GIVEN INFORMATION:
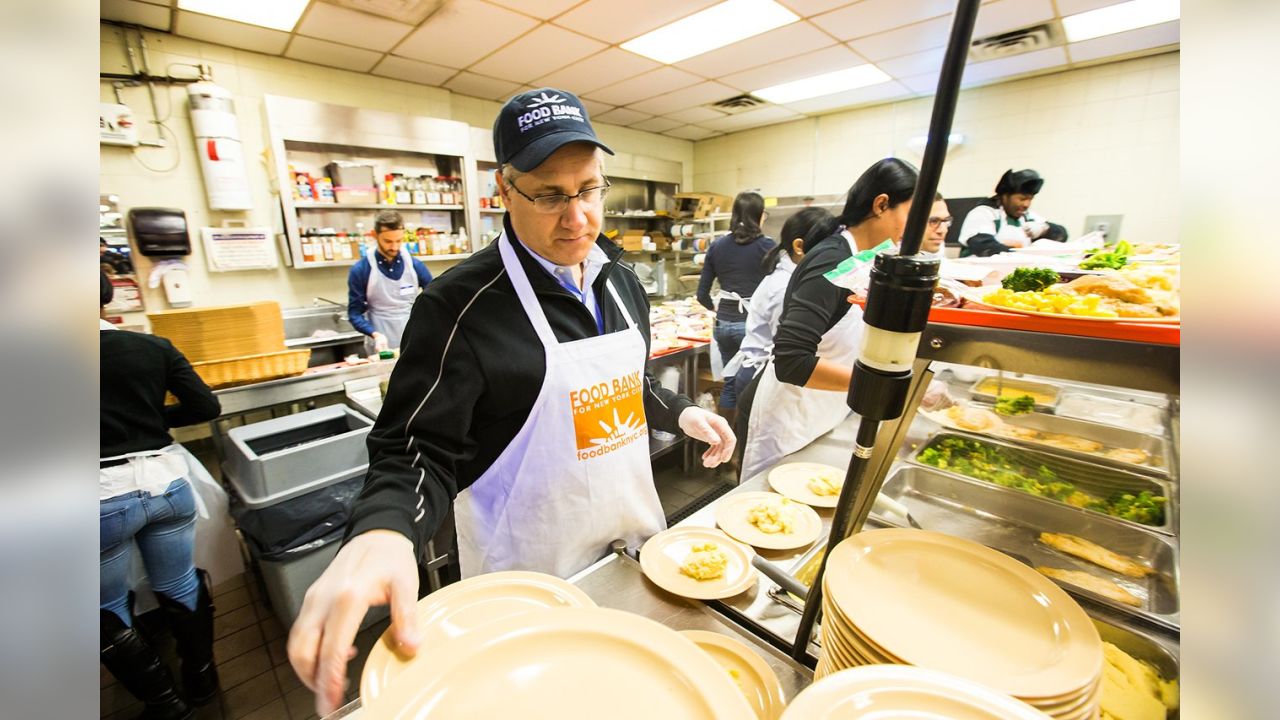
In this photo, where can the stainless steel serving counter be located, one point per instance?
(257, 396)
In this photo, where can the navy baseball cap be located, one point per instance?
(536, 123)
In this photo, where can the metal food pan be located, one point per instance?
(1011, 523)
(1142, 646)
(1011, 386)
(1096, 479)
(1111, 411)
(1110, 436)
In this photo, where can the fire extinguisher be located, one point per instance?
(213, 118)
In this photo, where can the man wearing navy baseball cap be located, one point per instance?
(521, 401)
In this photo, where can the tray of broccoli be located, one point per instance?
(1097, 488)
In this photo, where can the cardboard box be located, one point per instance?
(355, 195)
(219, 333)
(698, 205)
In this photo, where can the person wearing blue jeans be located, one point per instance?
(146, 499)
(735, 260)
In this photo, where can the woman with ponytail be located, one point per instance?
(800, 395)
(735, 260)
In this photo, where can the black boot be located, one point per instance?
(137, 666)
(193, 632)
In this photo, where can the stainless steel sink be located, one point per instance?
(321, 328)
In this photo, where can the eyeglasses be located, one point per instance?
(558, 203)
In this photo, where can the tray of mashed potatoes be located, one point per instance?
(698, 563)
(1139, 678)
(768, 520)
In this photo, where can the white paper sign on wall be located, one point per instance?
(240, 249)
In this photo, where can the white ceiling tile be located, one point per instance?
(536, 54)
(464, 31)
(752, 118)
(324, 53)
(1009, 14)
(807, 8)
(904, 40)
(136, 13)
(1075, 7)
(775, 45)
(691, 132)
(544, 9)
(657, 124)
(914, 64)
(851, 98)
(641, 87)
(877, 16)
(695, 115)
(598, 71)
(621, 117)
(594, 108)
(412, 71)
(928, 82)
(826, 60)
(698, 94)
(330, 22)
(616, 21)
(1121, 42)
(480, 86)
(229, 32)
(1014, 65)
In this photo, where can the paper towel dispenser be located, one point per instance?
(160, 231)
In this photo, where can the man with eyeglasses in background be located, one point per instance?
(521, 400)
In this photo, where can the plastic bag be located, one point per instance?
(274, 531)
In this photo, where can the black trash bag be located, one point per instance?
(298, 524)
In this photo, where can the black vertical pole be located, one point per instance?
(881, 396)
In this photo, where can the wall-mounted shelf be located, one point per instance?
(298, 205)
(310, 135)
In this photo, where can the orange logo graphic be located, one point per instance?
(608, 415)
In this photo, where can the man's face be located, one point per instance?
(936, 229)
(389, 242)
(563, 237)
(1016, 204)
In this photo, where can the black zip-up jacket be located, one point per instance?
(469, 374)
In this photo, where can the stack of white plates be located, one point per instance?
(914, 597)
(531, 646)
(899, 691)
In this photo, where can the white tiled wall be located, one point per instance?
(1104, 137)
(250, 76)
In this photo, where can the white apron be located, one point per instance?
(576, 475)
(389, 301)
(785, 418)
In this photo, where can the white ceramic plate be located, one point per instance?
(663, 554)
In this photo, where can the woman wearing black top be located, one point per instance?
(801, 393)
(735, 260)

WHAT TO DO: No pictures belong in the answer; copy all other parts of the listing exactly.

EXERCISE ANSWER:
In this photo, where can the stainless steel serving counter be located, one point per instance?
(257, 396)
In this photo, where can the navy baseball cap be located, one point per instance?
(536, 123)
In this photo, where can the metal food pan be located, one point per instance?
(1011, 523)
(1142, 646)
(1011, 386)
(1096, 479)
(1111, 411)
(1110, 436)
In this photo, where can the fire extinguisher be located, one point per instance?
(213, 118)
In this photo, where can the man wearing navy baseball cap be located, one point per instance?
(521, 401)
In this photo, where can the tray of broccoli be located, one point per instance?
(1097, 488)
In this photo, where can the cardboard box be located, one point per instance?
(355, 195)
(219, 333)
(698, 205)
In this photo, where can the person wearing blue jeans be located, one point per instance?
(146, 499)
(735, 260)
In this photo, where can the woman with ponytail be located, one point per instance?
(800, 395)
(735, 260)
In this photo, where can the black boot be located, one point per instance?
(137, 666)
(193, 632)
In this photo, where can the stainless steel sink be located, one point per instance?
(321, 328)
In this photo, where can the eyeglasses be located, one point per instance?
(558, 203)
In this photo, where can the tray of mashed potatoes be located, one point per instance?
(698, 563)
(1139, 678)
(768, 520)
In this photo, where can the white paper sign on wall be located, one point per instance?
(240, 249)
In this photo, where can the white ceiling tile be located, one point per instance?
(536, 54)
(464, 31)
(752, 118)
(324, 53)
(1009, 14)
(807, 8)
(904, 40)
(136, 13)
(1075, 7)
(775, 45)
(691, 132)
(544, 9)
(657, 124)
(914, 64)
(851, 98)
(641, 87)
(877, 16)
(695, 115)
(598, 71)
(621, 117)
(594, 108)
(412, 71)
(928, 82)
(826, 60)
(698, 94)
(330, 22)
(616, 21)
(1121, 42)
(480, 86)
(229, 32)
(1014, 65)
In this photo, where can the paper towel dispenser be located, one point per instance?
(160, 231)
In this photo, where can the man with eyeglasses in background be located, one point per instance?
(521, 400)
In this photo, where can the plastic bag be located, one point per instance?
(274, 531)
In this photo, where can the black trash bag be located, one point per instance?
(298, 524)
In this photo, where can the black vertical pole be located, one point per instance?
(881, 396)
In this photo, where can the wall-mounted shelf be located, one point per instance?
(298, 205)
(310, 135)
In this photo, where can the orange logo graphic be located, one point per instance?
(608, 415)
In this photo, where can the man's face be located, one point per instance?
(936, 229)
(389, 242)
(563, 237)
(1016, 204)
In this photo, where can the black zip-up jacket be located, one point per instance?
(469, 374)
In this photo, where can the stack of white plates be located, one point per instance?
(914, 597)
(531, 646)
(899, 691)
In this photo, where can the white tiled wall be located, one point per instance?
(1104, 137)
(250, 76)
In this photo, where can the white apron be located, one point per instance?
(576, 475)
(389, 301)
(785, 418)
In this photo, where can the white ceramic plate be located, one point per instance?
(663, 554)
In this photo, where can the woman wearing black top be located, one point per instance?
(801, 393)
(735, 260)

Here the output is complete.